▶ _REQUIRED ACTION_
Carry on the review of King Leopold's Ghost below, beginning directly after its last sentence.

▶ _EXCERPTED TEXT_
------------------------------------------------

King Leopold's Ghost by Adam Hochschild is an enthralling history of the colonization of the Congo Basin and the international outcry that exposed the atrocious slave system imposed by King Leopold II of Belgium. What makes this story so fascinating are the characters who prove the old adage that truth is better than fiction, none of whom are more fascinating than the sadistic King of Belgium. King Leopold II made it his life's work to own a colony and spent half his life hunting the globe for a piece of land on which to plant his flag. Unfortunately for the tribesmen of the Congo basin, their "undiscovered" home was the last piece of land not grabbed by more powerful nations such as Great Britain, France and Germany.
Under the rule of Leopold II, the tribes of the Congo were enslaved by colonial armed forces and forced to collect wild rubber or face death. Often, wives and children were held hostage and murdered at the slightest shortfall in the rubber quota. Thousands died building the railway line that hauled the plundered wealth of the Congo to the industrialized nations of the world. It was wild Congo rubber that supplied the huge demand for pneumatic tires for bicycles and cars before farmed rubber trees yielded their first crop.
Hochschild's book, like those who exposed the abuses of the regime, details the brutal economic system that allowed Leopold's men to extract Congo's resources. What it reveals about the results is staggering. Without census records it is difficult to be precise, but most experts, including sources from the time, estimate that the Congo's population was cut in half from 1880 - 1920 directly or indirectly from murder, starvation, disease and exposure. This was not a case of genocide; the bodies broken in the Congo were broken on the cogs of an economic wheel that ground on regardless of the cost in human life.
This episode, nearly untold, reminded me of another little known economic holocaust that occurred in Central Asia. During the first of Stalin's 5 year plans, the nomadic peoples of Central Asia suffered disproportionately compared to the populations of agrarian societies as Soviet Russian colonizers enforced collective farming.

------------------------------------------------

▶ _ENTRIES PROVIDED_
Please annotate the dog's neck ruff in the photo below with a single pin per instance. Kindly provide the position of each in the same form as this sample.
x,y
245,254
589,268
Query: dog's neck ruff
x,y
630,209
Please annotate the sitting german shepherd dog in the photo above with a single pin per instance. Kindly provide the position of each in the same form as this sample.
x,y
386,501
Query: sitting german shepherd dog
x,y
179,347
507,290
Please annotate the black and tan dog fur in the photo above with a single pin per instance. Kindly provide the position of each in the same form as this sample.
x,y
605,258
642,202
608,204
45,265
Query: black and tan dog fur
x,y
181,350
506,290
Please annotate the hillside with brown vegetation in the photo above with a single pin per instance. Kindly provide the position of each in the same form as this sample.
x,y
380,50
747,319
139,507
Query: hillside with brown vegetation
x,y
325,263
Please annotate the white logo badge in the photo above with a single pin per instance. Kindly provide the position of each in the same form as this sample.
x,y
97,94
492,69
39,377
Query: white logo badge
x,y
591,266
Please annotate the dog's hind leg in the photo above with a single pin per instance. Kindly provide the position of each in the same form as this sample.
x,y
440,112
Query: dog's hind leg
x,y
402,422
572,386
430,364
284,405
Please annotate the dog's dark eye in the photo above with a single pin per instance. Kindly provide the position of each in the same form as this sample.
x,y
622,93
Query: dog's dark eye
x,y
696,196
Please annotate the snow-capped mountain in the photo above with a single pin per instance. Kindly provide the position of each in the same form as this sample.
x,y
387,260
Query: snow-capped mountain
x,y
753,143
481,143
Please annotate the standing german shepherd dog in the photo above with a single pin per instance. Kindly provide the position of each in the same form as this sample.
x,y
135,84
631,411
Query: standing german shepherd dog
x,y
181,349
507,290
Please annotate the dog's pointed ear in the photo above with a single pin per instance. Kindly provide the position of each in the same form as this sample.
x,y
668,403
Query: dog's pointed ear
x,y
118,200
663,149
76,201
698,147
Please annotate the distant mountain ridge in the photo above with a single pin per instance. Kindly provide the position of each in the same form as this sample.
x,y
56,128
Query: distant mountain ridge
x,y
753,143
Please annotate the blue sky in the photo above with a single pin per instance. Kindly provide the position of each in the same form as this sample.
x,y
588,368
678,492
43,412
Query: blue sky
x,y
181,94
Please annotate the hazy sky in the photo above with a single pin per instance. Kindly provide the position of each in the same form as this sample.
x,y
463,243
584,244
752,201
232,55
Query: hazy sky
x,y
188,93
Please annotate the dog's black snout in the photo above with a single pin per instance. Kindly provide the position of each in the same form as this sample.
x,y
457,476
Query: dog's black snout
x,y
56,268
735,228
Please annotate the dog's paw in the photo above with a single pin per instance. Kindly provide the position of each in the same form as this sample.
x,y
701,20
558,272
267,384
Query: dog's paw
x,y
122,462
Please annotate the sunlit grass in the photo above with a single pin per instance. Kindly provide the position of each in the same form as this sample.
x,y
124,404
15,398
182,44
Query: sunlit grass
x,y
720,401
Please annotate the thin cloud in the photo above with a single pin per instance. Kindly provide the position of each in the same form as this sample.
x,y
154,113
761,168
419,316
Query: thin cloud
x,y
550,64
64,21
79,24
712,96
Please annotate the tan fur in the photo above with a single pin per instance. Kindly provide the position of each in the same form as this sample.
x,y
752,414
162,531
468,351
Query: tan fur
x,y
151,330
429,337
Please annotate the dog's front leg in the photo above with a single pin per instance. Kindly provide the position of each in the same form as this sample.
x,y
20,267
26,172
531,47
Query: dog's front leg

------------------------------------------------

▶ _REPLY_
During this period it is estimated that between 1.3 and 1.8 million Kazakhs died as a result of forced collectivization. As with rubber quotas, agricultural quotas were to be filled on pain of death and in Kazakhstan, like the Congo, the result was the near complete eradication of traditional culture and death on a massive scale. In Kazakhstan, nearly a quarter of the 6 million strong population perished in the course of a few short years of forced collectivization.
For the survivors, it was a horrific experience. Although the official record of the famine has been suppressed, memories haunt the survivors. "People told [my uncle] the roads were lined with corpses and that wild animals, particularly wolves, were eating the corpses," Tokmurzin said. "The people said these animals might attack my uncle. More shocking were the tales of gangs of cannibals roaming the countryside." http://www.rferl.org/content/article/1079304.html Oral histories such as Tokmurzin's are invaluable sources in illiterate cultures, where like the Congo, little attempt has been made to collect an official history. With few written sources, most of these voices are lost to the past.
Robert Service. A History of Twentieth Century Russia, Harvard University Press, 1997.
Adam Hochschild. King Leopold's Ghost: A Story of Greed, Terror and Heroism in Colonial Africa, HM, 1998.